THE REQUEST |
Count the lines in the material below that contain the string "under", treating uppercase and lowercase as distinct. Reply with the number only.
[START RECORD LIST]
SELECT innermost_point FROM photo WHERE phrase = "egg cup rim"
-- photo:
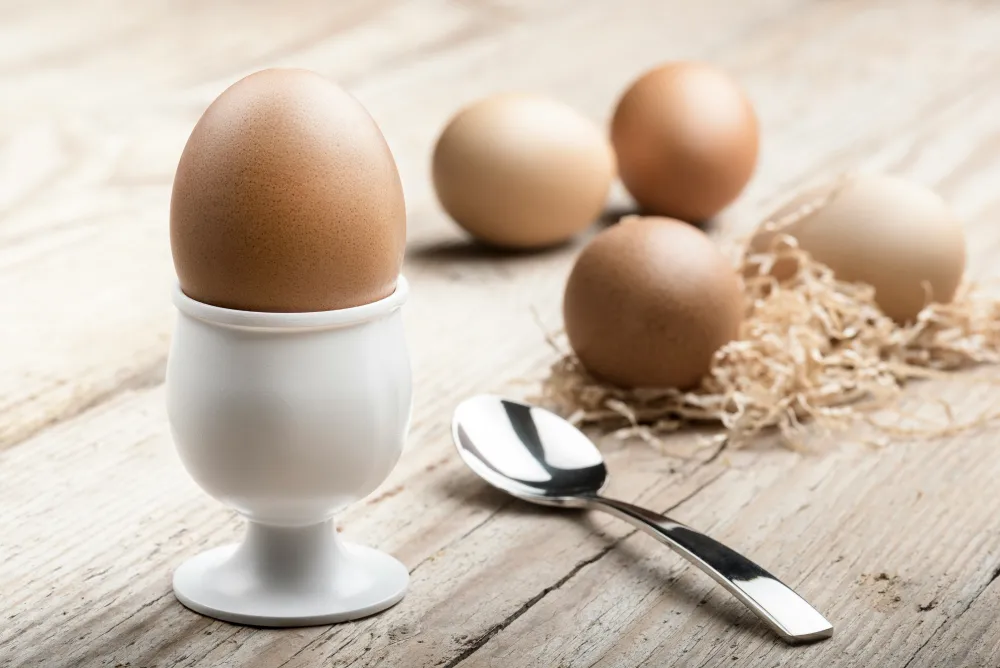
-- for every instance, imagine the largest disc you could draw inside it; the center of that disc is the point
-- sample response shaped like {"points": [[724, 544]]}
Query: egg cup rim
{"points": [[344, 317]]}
[END RECORD LIST]
[START RECORD LIST]
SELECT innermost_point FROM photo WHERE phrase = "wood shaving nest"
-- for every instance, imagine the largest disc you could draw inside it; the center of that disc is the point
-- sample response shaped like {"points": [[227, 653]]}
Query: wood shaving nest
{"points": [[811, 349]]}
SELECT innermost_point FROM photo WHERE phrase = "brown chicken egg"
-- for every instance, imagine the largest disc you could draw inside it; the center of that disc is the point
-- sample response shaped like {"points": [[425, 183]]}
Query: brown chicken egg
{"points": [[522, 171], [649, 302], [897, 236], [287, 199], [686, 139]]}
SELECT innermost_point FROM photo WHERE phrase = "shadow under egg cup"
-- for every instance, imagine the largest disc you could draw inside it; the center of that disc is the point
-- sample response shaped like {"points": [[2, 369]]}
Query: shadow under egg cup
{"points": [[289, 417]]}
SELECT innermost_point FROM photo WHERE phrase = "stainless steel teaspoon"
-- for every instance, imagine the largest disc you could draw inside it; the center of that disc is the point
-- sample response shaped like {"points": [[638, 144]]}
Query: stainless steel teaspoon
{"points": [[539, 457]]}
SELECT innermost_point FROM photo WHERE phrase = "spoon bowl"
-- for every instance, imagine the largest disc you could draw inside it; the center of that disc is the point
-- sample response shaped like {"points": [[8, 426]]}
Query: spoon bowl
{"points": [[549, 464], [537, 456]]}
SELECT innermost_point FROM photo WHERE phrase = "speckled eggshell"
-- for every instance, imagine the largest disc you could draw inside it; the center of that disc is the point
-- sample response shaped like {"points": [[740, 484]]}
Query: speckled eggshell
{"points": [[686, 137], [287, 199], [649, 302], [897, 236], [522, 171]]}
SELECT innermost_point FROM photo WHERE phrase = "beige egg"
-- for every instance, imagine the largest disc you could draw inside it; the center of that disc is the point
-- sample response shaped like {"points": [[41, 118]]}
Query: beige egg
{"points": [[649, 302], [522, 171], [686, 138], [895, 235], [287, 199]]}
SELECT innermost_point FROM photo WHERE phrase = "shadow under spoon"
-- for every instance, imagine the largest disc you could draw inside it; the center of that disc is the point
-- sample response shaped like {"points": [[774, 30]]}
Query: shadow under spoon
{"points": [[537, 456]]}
[END RECORD LIST]
SOLUTION FOR THIS EXERCISE |
4